◆ WHAT YOU NEED TO DO ◆
Answer these questions using the passage on cancer epigenetics.
1. According to the passage, what does increased methylation at promoters lead to?
2. What does the abbreviation DAMD stand for?
3. How do methylated CpG dinucleotides differ from unmethylated ones, according to the method's basis?

◆ GIVEN TEXT ◆
------

For many decades, cancer research focused on genetic changes that led to tumorigenesis. However, it is now established that epigenetics also plays an important role in cancer initiation and development (1, 2). The cancer epigenome is marked by a global decrease in methylation, leading to genomic instability and increased methylation at promoters, which in turn leads to gene silencing (3). The importance of this abnormal DNA methylation in silencing cancer-related genes has recently gained a great deal of attention. Detecting altered methylation in tumors on a genome-wide scale is not always easy, but its importance has led to the development of many assays including restriction enzyme digestion, ligation mediated PCR, bisulfite sequencing technologies such as methylation sensitive PCR, incubation of DNA with methylated DNA binding proteins or antibodies to methylcytosine among others. These approaches have their strengths and weaknesses and in this issue of PNAS, Diede et al. describe an approach employing physical properties of DNA called denaturation analysis of methylation differences (DAMD) (4). The method relies on the fact that methylated CpG dinucleotides have different melting characteristics compared to unmethylated CpG dinucleotides. Although the specific conditions described in the paper limit the analyses to CpG islands (i.e., areas with a high density of CpG dinucleotides), the method can be modified in such a way as to also examine DNA methylation differences in genomic regions that are less CpG rich.

------

◆ PROVIDED DATA ◆
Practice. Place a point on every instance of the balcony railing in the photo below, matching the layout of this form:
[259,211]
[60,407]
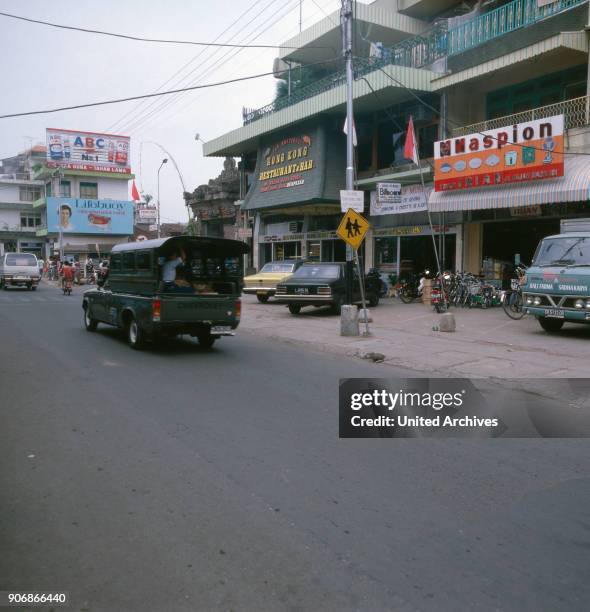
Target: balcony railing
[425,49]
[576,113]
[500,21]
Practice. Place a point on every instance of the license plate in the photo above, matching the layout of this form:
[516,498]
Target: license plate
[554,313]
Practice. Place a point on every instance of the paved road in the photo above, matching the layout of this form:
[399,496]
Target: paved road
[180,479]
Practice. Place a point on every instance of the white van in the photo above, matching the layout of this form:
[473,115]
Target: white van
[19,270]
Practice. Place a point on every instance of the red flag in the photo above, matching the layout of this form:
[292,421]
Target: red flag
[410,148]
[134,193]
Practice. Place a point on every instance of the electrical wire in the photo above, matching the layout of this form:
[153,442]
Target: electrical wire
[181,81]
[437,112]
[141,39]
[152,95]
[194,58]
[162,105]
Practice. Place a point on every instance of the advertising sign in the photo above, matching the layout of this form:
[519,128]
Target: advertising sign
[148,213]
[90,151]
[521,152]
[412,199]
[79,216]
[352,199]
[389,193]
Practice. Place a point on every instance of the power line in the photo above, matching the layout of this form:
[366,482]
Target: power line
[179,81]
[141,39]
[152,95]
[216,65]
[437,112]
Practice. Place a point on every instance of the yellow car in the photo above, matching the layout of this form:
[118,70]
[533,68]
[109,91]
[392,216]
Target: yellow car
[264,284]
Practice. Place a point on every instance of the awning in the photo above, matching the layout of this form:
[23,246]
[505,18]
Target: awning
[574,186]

------

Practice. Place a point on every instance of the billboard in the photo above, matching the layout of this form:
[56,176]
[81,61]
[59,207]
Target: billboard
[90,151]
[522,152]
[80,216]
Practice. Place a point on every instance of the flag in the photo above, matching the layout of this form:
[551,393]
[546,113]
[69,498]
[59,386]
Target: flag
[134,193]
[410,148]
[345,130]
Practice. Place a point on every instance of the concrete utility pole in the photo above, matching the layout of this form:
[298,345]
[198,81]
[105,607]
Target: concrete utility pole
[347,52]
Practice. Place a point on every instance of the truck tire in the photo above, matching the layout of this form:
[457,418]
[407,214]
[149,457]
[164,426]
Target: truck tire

------

◆ ANSWER SECTION ◆
1. Gene silencing.
2. Denaturation analysis of methylation differences.
3. They have different melting characteristics.